What the task asks =
For each line below that holds "positive", return the line as it stands.

Raw data =
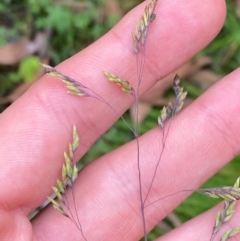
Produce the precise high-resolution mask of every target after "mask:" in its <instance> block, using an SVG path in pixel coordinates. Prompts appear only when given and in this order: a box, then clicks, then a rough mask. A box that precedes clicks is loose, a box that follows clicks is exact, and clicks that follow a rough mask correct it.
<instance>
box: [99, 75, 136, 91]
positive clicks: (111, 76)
mask: <svg viewBox="0 0 240 241" xmlns="http://www.w3.org/2000/svg"><path fill="white" fill-rule="evenodd" d="M103 74H104V75H105V76H106V77H107V79H108V80H109V81H112V82H114V83H115V84H117V85H119V86H120V87H121V89H122V91H123V92H125V93H128V94H131V95H134V89H133V87H132V86H131V85H130V84H129V82H128V81H127V80H124V79H121V78H119V77H118V76H116V75H114V74H112V73H110V72H107V71H104V72H103Z"/></svg>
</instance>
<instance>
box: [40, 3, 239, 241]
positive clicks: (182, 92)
mask: <svg viewBox="0 0 240 241" xmlns="http://www.w3.org/2000/svg"><path fill="white" fill-rule="evenodd" d="M157 3H158V0H152V1H151V2H150V3H149V4H148V5H147V6H146V7H145V10H144V13H143V15H142V16H141V18H140V20H139V21H138V23H137V25H136V29H135V31H134V32H133V33H132V39H133V51H134V52H135V55H136V73H137V85H136V88H135V89H134V88H133V87H132V86H131V85H130V83H129V82H128V81H127V80H125V79H123V78H120V77H118V76H117V75H115V74H112V73H110V72H108V71H104V72H103V74H104V75H105V77H106V78H107V79H108V80H109V81H111V82H113V83H115V84H117V85H119V86H120V88H121V90H122V91H123V92H125V93H127V94H130V95H131V96H132V97H133V99H134V106H135V111H134V127H133V128H132V127H131V126H130V125H129V124H128V123H127V122H126V121H125V119H124V118H123V116H120V115H119V113H118V112H117V111H116V110H115V109H114V108H113V107H112V106H111V105H110V104H109V103H108V102H107V101H106V100H105V99H104V98H102V97H101V96H100V95H99V94H98V93H97V92H95V91H94V90H92V89H90V88H88V87H87V86H85V85H83V84H81V83H80V82H78V81H76V80H74V79H72V78H71V77H68V76H66V75H64V74H62V73H61V72H59V71H58V70H56V69H54V68H53V67H51V66H49V65H46V64H42V66H43V67H44V68H45V70H46V72H47V73H48V74H49V75H51V76H53V77H56V78H58V79H60V80H61V81H63V82H64V84H65V86H66V87H67V89H68V93H70V94H73V95H78V96H82V97H91V98H94V99H96V100H98V101H100V102H102V103H104V104H106V105H107V106H108V107H109V108H110V109H111V110H112V111H113V112H114V113H115V114H116V115H117V116H120V118H121V119H122V120H123V122H124V123H125V124H126V126H127V127H128V128H129V130H130V131H132V132H133V134H134V136H135V138H136V144H137V170H138V182H139V200H140V212H141V217H142V225H143V236H144V241H147V240H148V239H147V227H146V218H145V210H146V208H147V207H149V206H150V205H152V204H154V203H156V202H159V201H160V200H163V199H166V198H168V197H170V196H173V195H177V194H179V193H181V192H199V193H201V194H204V195H207V196H209V197H212V198H222V199H223V200H224V207H223V209H222V210H220V211H219V212H218V214H217V217H216V221H215V225H214V227H213V231H212V235H211V238H210V241H213V240H214V238H215V236H216V234H217V232H218V231H219V229H220V228H221V227H222V225H223V224H224V223H225V222H227V221H228V220H230V219H231V218H232V216H233V214H234V207H235V204H236V201H237V200H238V199H239V198H240V188H239V178H238V180H237V182H236V183H235V185H234V186H233V187H221V188H206V189H186V190H181V191H178V192H176V193H172V194H170V195H167V196H165V197H162V198H158V199H157V200H155V201H153V202H150V203H147V200H148V197H149V195H150V193H151V189H152V187H153V183H154V180H155V178H156V175H157V171H158V169H159V165H160V163H161V160H162V156H163V153H164V150H165V145H166V141H167V137H168V134H169V130H170V127H171V120H170V121H168V120H169V119H172V118H173V117H175V116H176V114H177V113H178V112H179V111H180V110H181V109H182V106H183V103H184V99H185V98H186V95H187V92H184V91H183V88H182V87H180V79H179V77H178V75H176V76H175V78H174V80H173V89H174V93H175V103H174V104H171V103H169V104H168V105H167V106H164V107H163V109H162V111H161V114H160V116H159V117H158V125H159V127H160V130H161V133H162V144H161V145H162V146H161V151H160V155H159V158H158V160H157V163H156V165H155V168H154V172H153V175H152V177H151V180H150V183H149V186H148V188H147V192H146V194H145V195H144V194H143V180H142V170H141V165H140V164H141V160H140V144H139V121H138V115H139V113H138V112H139V95H140V87H141V83H142V80H143V73H144V66H145V61H146V59H145V52H146V42H147V37H148V33H149V27H150V24H151V23H152V22H153V20H154V19H155V18H156V14H155V13H154V10H155V7H156V5H157ZM167 121H168V122H167ZM78 145H79V138H78V134H77V130H76V127H75V126H74V127H73V142H72V143H71V144H70V145H69V155H68V154H66V153H64V159H65V163H64V164H63V168H62V181H60V180H57V187H53V191H54V193H55V195H56V196H57V198H58V199H59V201H56V200H54V199H53V198H50V197H49V200H50V201H51V202H52V204H53V207H54V208H55V209H56V210H57V211H58V212H59V213H61V214H62V215H64V216H66V217H67V218H69V219H70V220H71V221H72V222H73V223H74V224H75V226H76V227H77V228H78V229H79V231H80V232H81V235H82V237H83V239H84V240H85V241H86V240H87V239H86V237H85V236H84V233H83V229H82V226H81V222H80V218H79V215H78V213H77V205H76V197H75V186H74V182H75V180H76V178H77V177H78V169H77V167H76V165H75V164H74V160H73V159H74V152H75V151H76V149H77V147H78ZM67 187H69V188H70V190H71V195H72V199H73V211H72V210H71V209H70V205H69V200H68V198H67V195H66V188H67ZM239 232H240V227H237V228H235V229H231V230H228V231H226V232H225V233H224V234H223V236H222V239H221V240H222V241H225V240H228V238H230V237H233V236H234V235H236V234H237V233H239Z"/></svg>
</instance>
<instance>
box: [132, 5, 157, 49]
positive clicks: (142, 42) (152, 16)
mask: <svg viewBox="0 0 240 241" xmlns="http://www.w3.org/2000/svg"><path fill="white" fill-rule="evenodd" d="M156 5H157V0H152V1H151V3H149V4H148V5H147V6H146V7H145V10H144V13H143V15H142V17H141V18H140V20H139V21H138V23H137V26H136V30H135V31H134V32H133V33H132V38H133V43H134V51H135V52H136V53H138V52H139V50H140V46H141V45H143V46H144V45H145V42H146V39H147V33H148V28H149V24H150V23H151V22H152V21H153V20H154V19H155V18H156V15H155V14H154V13H153V12H154V9H155V7H156Z"/></svg>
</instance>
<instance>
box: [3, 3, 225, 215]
mask: <svg viewBox="0 0 240 241" xmlns="http://www.w3.org/2000/svg"><path fill="white" fill-rule="evenodd" d="M145 5H146V3H145V2H144V4H142V5H140V6H139V7H137V8H136V9H134V10H133V11H132V12H130V13H129V14H128V15H127V16H126V17H125V18H124V19H123V20H122V21H121V22H120V23H119V24H118V25H117V26H116V27H115V28H114V29H113V30H112V31H110V33H108V34H107V35H105V36H104V37H102V38H101V39H100V40H99V41H98V42H96V43H95V44H93V45H92V46H90V47H89V48H87V49H85V50H84V51H82V52H81V53H79V54H77V55H75V56H73V57H72V58H70V59H69V60H66V61H65V62H64V63H63V64H61V65H60V66H59V67H58V69H59V70H60V71H62V72H63V73H64V74H66V75H70V76H71V77H73V78H76V79H77V80H80V81H81V82H83V83H84V84H85V85H87V86H89V87H90V88H93V89H94V90H96V91H97V92H98V93H99V94H100V95H101V96H103V97H104V98H105V99H106V100H107V101H108V102H109V103H110V104H111V105H112V106H113V107H114V108H115V109H116V110H117V111H118V112H119V113H122V112H123V111H124V110H126V108H127V107H128V106H129V105H130V104H131V103H132V101H133V100H132V98H131V96H128V95H126V94H124V93H122V92H121V91H120V90H119V89H118V88H117V87H116V86H114V85H113V84H112V83H108V82H107V81H106V79H105V78H104V77H103V74H102V71H103V70H108V71H111V72H113V73H115V74H117V75H119V76H121V77H124V78H126V79H128V80H129V81H130V82H131V83H132V84H133V85H134V86H135V85H136V82H134V81H136V74H135V73H134V71H132V70H133V69H135V68H136V66H135V54H134V51H133V47H132V40H131V32H132V31H134V29H135V26H136V22H137V21H138V20H139V18H140V16H141V15H142V13H143V9H144V7H145ZM212 9H214V10H215V11H212ZM155 12H156V14H157V18H156V20H155V21H154V22H153V24H152V25H151V29H150V31H149V37H148V40H147V51H146V53H147V55H146V66H145V72H144V77H143V78H144V79H145V78H146V76H147V80H146V81H143V83H142V88H141V91H144V90H146V89H148V88H149V87H150V86H151V85H153V84H154V82H155V81H156V80H157V79H159V78H160V77H163V76H165V75H166V74H168V73H169V72H171V71H172V70H173V69H175V68H176V67H177V66H179V65H181V64H182V63H183V62H184V61H186V60H187V59H188V58H189V57H191V56H192V55H193V54H195V53H196V52H197V51H198V50H200V49H201V48H202V47H204V46H205V45H206V44H207V43H208V42H209V41H210V40H211V39H212V38H213V37H214V36H215V35H216V34H217V33H218V31H219V30H220V28H221V26H222V23H223V20H224V16H225V5H224V2H223V1H219V0H215V1H211V2H209V1H207V0H205V1H204V2H203V1H201V3H200V2H199V1H191V2H189V1H187V0H186V2H179V1H161V2H160V3H159V4H158V5H157V7H156V11H155ZM113 89H114V91H113ZM119 103H121V104H119ZM106 117H107V118H106ZM116 119H117V116H116V114H115V113H113V111H112V110H111V109H110V108H108V107H106V105H104V104H102V103H99V102H98V101H96V100H94V99H90V98H81V99H79V98H78V97H74V96H67V94H66V89H65V88H64V87H63V86H62V83H60V82H59V81H58V80H56V79H54V78H52V77H49V76H45V77H43V78H42V79H41V80H40V81H39V82H38V83H36V84H35V85H34V86H33V87H32V88H31V89H30V90H29V91H27V93H26V94H25V95H24V96H23V97H22V98H20V99H19V100H18V101H16V102H15V103H14V104H13V105H12V106H10V107H9V108H8V109H7V110H6V111H5V112H4V113H2V114H1V118H0V125H1V130H0V131H1V133H0V136H1V139H0V144H1V147H2V150H1V152H0V156H1V157H2V160H1V166H2V167H3V166H4V169H3V168H1V170H0V172H1V173H0V181H1V183H2V189H1V199H0V200H1V201H0V204H1V206H2V207H3V208H6V209H14V208H22V209H24V208H26V212H27V211H29V210H30V209H33V208H35V207H36V206H37V205H39V204H40V203H42V201H43V200H44V199H45V197H46V196H47V195H49V194H50V193H51V186H52V185H53V184H54V183H55V181H56V178H57V176H59V173H60V169H61V166H62V162H63V158H62V152H63V150H65V149H66V147H67V145H68V143H69V142H70V138H71V135H70V133H71V128H72V125H73V123H76V124H77V128H78V130H79V133H80V134H79V135H80V139H81V148H80V149H81V151H80V152H81V153H80V152H79V153H78V156H81V155H82V154H83V153H85V152H86V151H87V149H88V148H89V147H90V146H91V145H92V143H94V141H95V140H96V139H97V138H98V137H99V136H100V135H101V134H102V133H103V132H105V131H106V130H107V128H108V127H109V126H110V125H111V124H112V123H113V122H114V121H115V120H116ZM10 150H11V151H10ZM23 173H24V175H23ZM12 176H14V178H15V180H17V182H16V183H15V186H14V187H12V181H11V180H10V178H9V177H12ZM36 190H37V191H36ZM19 196H22V197H21V198H20V199H19ZM17 198H18V199H17ZM16 199H17V200H18V202H16Z"/></svg>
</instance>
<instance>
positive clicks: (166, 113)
mask: <svg viewBox="0 0 240 241" xmlns="http://www.w3.org/2000/svg"><path fill="white" fill-rule="evenodd" d="M173 90H174V93H175V104H174V105H172V103H169V104H168V105H167V106H164V107H163V109H162V111H161V114H160V116H159V117H158V124H159V126H160V127H161V128H162V129H163V128H164V126H165V122H166V121H167V120H168V119H170V118H171V117H173V116H175V115H176V114H177V113H178V112H179V111H180V110H181V109H182V107H183V104H184V99H185V98H186V96H187V91H183V88H182V87H180V78H179V76H178V75H176V76H175V78H174V80H173Z"/></svg>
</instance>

Expected output =
positive clicks: (111, 76)
positive clicks: (182, 92)
positive clicks: (142, 42) (152, 16)
positive clicks: (166, 113)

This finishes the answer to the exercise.